Object position labeling entries:
┌────────

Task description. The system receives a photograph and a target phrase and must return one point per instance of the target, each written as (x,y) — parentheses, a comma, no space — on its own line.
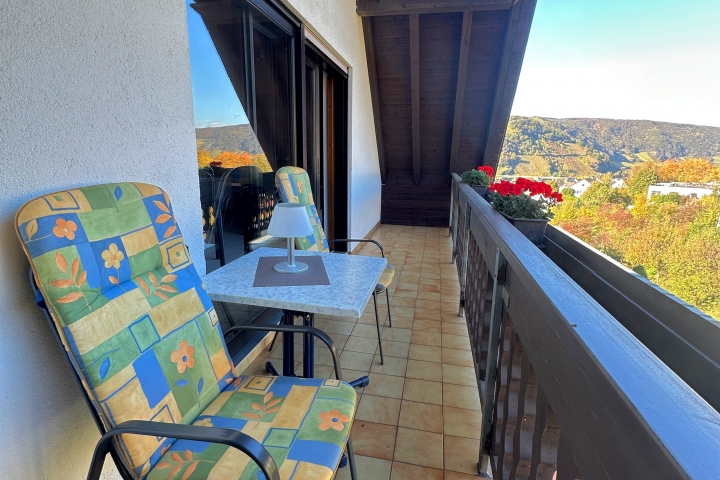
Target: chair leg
(351,460)
(377,322)
(272,344)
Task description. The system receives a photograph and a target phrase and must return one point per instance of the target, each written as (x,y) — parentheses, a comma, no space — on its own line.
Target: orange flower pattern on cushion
(65,229)
(332,419)
(183,356)
(112,256)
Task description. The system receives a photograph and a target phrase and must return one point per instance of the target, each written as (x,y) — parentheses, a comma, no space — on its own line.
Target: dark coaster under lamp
(290,220)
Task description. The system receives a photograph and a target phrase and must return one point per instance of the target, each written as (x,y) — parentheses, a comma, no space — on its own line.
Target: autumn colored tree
(204,158)
(674,241)
(641,177)
(690,170)
(234,159)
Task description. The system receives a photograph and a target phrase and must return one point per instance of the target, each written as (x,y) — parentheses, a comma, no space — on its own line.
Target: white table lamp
(290,220)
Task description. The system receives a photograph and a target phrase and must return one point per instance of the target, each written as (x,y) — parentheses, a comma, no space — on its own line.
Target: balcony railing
(565,388)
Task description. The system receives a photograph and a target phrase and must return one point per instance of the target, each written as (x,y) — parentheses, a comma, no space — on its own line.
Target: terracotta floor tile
(421,314)
(367,331)
(419,448)
(396,334)
(454,329)
(401,322)
(428,305)
(373,439)
(462,358)
(405,293)
(421,416)
(425,353)
(395,349)
(428,296)
(449,298)
(385,385)
(368,468)
(428,288)
(452,317)
(356,361)
(423,391)
(461,422)
(403,311)
(374,409)
(392,366)
(408,285)
(461,454)
(426,338)
(458,342)
(459,375)
(427,326)
(332,326)
(458,476)
(424,370)
(361,344)
(461,396)
(405,471)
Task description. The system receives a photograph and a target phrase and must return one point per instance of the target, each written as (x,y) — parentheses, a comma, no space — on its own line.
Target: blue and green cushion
(138,326)
(304,425)
(293,185)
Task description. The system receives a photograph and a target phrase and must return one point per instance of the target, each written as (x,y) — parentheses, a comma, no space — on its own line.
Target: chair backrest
(129,307)
(293,185)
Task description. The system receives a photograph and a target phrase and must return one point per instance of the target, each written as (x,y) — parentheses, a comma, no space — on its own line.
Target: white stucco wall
(90,92)
(339,25)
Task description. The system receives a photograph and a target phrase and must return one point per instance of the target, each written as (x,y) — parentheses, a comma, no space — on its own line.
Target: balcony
(536,380)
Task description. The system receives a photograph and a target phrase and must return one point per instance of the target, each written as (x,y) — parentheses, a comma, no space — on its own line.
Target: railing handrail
(684,338)
(623,409)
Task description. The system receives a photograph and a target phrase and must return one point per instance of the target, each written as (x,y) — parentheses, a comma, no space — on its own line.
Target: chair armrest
(366,240)
(298,329)
(226,436)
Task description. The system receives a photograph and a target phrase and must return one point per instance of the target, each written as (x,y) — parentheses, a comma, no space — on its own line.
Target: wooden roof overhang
(443,76)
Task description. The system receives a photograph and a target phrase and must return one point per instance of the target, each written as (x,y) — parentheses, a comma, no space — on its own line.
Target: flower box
(532,228)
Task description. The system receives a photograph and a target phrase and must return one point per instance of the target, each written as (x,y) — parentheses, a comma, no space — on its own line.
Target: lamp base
(284,267)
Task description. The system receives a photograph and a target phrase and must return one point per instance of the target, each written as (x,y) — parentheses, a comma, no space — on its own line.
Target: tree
(204,158)
(233,159)
(641,177)
(690,170)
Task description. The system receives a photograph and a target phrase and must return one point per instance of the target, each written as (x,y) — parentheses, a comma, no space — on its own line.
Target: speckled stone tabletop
(352,281)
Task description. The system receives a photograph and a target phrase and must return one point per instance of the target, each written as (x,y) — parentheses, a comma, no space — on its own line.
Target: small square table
(353,279)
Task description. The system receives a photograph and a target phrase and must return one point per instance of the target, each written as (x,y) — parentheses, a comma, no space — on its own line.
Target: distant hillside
(232,138)
(584,147)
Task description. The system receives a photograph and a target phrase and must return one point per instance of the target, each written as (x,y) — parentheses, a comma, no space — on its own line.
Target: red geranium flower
(488,170)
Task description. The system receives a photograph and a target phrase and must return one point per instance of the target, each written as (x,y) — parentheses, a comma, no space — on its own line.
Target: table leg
(309,348)
(288,346)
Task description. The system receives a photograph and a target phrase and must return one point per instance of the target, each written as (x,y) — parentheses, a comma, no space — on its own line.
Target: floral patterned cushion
(293,184)
(304,424)
(129,307)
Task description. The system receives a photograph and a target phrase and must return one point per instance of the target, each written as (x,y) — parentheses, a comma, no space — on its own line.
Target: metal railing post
(488,396)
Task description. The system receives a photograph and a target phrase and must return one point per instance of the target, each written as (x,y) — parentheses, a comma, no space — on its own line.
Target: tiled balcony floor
(420,416)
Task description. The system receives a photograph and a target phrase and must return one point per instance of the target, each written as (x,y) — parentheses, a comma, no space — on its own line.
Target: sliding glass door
(263,100)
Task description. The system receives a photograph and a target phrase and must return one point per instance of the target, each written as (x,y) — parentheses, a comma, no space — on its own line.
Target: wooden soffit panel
(369,8)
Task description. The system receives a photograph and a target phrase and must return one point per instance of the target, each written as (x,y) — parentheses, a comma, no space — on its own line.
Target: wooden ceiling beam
(415,92)
(460,89)
(516,39)
(369,8)
(374,93)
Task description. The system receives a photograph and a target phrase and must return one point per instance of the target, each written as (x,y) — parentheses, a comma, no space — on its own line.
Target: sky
(216,103)
(627,59)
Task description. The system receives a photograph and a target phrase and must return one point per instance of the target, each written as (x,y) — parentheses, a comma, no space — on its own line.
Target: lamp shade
(290,220)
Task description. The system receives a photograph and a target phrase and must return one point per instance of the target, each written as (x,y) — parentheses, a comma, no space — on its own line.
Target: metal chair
(293,185)
(128,307)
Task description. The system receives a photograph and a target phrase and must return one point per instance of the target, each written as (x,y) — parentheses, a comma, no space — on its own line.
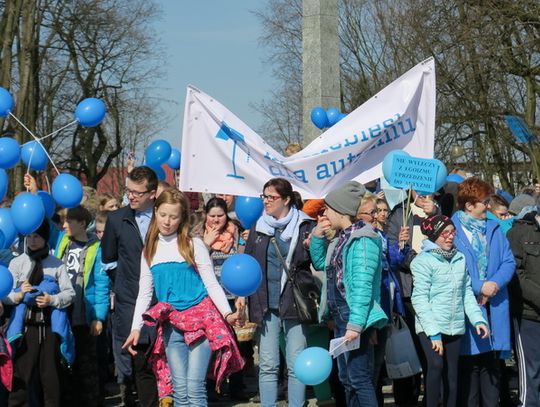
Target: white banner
(221,154)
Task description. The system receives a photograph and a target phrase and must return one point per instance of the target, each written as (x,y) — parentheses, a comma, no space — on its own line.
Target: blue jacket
(362,276)
(96,280)
(59,319)
(442,295)
(501,267)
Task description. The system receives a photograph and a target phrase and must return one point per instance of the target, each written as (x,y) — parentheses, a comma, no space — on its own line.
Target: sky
(212,45)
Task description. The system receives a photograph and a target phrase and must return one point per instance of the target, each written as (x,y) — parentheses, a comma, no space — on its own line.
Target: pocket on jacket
(531,249)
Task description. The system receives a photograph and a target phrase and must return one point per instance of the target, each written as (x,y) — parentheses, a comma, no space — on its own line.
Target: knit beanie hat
(44,230)
(346,199)
(432,227)
(520,202)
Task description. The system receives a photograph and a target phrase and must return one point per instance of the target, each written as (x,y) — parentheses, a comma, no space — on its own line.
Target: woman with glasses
(374,211)
(442,297)
(490,265)
(352,264)
(278,240)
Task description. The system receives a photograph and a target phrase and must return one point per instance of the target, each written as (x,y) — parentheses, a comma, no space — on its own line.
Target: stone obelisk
(320,59)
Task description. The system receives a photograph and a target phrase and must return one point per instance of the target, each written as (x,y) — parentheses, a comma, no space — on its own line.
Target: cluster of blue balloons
(160,152)
(326,118)
(313,366)
(89,112)
(248,210)
(241,275)
(389,171)
(28,210)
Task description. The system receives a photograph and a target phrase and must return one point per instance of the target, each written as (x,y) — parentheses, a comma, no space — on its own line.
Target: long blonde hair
(185,244)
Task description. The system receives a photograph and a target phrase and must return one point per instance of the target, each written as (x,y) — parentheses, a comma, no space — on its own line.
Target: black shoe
(239,396)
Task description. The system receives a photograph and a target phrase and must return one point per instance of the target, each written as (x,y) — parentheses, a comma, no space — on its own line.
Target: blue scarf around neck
(478,229)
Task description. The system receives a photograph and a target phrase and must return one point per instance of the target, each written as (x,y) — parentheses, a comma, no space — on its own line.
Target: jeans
(188,365)
(295,338)
(441,369)
(355,367)
(479,379)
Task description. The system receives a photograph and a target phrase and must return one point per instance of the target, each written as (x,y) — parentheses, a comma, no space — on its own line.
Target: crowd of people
(130,290)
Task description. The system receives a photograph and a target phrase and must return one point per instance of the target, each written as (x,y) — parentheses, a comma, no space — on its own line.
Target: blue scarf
(268,224)
(479,241)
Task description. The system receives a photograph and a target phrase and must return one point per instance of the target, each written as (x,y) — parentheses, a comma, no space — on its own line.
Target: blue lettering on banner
(377,135)
(227,133)
(412,172)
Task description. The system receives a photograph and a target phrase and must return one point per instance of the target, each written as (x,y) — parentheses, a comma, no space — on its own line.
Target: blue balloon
(319,118)
(48,203)
(10,152)
(313,366)
(158,169)
(90,112)
(6,281)
(67,191)
(333,116)
(7,227)
(174,159)
(241,274)
(388,162)
(157,152)
(28,212)
(34,156)
(4,183)
(442,173)
(248,210)
(6,102)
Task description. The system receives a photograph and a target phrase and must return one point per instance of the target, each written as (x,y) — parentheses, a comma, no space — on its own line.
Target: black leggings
(441,370)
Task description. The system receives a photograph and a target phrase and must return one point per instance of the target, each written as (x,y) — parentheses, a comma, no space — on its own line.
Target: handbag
(400,354)
(306,295)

└────────

§ What is required
Counting across all the items above, how many lines contain the word "lamp"? Reply with the number alone.

§ Written answer
4